— The input —
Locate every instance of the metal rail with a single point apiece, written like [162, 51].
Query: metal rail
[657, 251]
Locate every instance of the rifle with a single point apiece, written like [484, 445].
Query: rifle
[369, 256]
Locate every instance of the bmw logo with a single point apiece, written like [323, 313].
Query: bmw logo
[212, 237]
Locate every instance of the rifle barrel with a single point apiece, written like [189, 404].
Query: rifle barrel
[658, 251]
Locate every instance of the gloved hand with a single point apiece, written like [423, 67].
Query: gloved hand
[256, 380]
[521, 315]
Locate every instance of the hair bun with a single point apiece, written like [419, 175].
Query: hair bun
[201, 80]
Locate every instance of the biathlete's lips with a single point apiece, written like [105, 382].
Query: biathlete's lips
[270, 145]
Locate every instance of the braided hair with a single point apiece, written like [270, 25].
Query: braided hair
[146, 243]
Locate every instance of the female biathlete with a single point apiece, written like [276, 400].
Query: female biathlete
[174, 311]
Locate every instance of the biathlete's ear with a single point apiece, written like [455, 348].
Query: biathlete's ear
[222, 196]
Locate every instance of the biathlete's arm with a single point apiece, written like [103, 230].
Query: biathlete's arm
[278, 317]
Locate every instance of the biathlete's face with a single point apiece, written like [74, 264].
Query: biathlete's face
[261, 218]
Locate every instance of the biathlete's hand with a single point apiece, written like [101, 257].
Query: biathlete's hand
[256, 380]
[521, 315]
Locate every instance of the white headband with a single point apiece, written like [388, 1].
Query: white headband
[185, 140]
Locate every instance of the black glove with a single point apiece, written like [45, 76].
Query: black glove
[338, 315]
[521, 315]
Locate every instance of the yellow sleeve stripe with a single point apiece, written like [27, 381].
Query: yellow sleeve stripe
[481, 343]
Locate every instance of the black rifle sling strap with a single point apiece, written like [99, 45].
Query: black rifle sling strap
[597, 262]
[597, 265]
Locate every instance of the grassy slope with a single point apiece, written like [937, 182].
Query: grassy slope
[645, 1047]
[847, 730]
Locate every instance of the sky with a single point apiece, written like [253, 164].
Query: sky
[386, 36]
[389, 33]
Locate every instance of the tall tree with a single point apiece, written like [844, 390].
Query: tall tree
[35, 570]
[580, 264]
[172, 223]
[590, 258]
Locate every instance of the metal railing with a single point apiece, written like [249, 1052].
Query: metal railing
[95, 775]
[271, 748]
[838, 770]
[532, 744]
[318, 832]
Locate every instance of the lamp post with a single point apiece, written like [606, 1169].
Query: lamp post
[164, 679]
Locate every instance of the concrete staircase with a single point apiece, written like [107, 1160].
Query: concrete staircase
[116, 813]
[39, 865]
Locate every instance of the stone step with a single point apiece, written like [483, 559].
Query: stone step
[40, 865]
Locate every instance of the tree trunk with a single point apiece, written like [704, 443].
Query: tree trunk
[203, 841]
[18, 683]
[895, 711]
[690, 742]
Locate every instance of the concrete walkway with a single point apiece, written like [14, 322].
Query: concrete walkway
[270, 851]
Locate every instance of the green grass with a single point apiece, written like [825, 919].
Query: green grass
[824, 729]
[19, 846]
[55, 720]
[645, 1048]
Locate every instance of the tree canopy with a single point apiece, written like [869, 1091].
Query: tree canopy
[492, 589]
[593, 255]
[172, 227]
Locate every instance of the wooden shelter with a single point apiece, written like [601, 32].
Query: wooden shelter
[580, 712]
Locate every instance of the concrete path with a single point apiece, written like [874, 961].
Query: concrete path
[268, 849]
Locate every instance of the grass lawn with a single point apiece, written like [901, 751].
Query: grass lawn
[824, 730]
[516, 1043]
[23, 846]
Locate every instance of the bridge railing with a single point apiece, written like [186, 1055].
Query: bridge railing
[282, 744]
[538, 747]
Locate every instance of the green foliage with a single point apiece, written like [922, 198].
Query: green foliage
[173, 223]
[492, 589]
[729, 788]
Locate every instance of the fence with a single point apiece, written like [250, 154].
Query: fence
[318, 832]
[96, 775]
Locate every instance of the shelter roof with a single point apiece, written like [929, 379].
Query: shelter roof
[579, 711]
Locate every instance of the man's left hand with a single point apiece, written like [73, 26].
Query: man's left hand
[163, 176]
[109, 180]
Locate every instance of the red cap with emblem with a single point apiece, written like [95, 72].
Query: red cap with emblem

— Exercise aim —
Nothing but the lines from the one containing "Query: bridge railing" to the end of the entries belongs in the answer, and each must match exactly.

— Result —
Query: bridge railing
[282, 744]
[538, 747]
Locate every instance of the green foliage with a single point apiece, written like [922, 198].
Query: green foliage
[173, 223]
[492, 589]
[729, 788]
Locate every instance of the fence with a single point apiece, written like [250, 154].
Query: fence
[318, 832]
[96, 775]
Locate every instance of the shelter roof with a single point apiece, written like [929, 379].
Query: shelter roof
[579, 711]
Locate every instance of the man's left hand with a single point apiece, written like [73, 26].
Query: man's left hand
[163, 176]
[109, 180]
Locate every instance of the red cap with emblem with a single point apiece, written like [95, 72].
Query: red cap with emblem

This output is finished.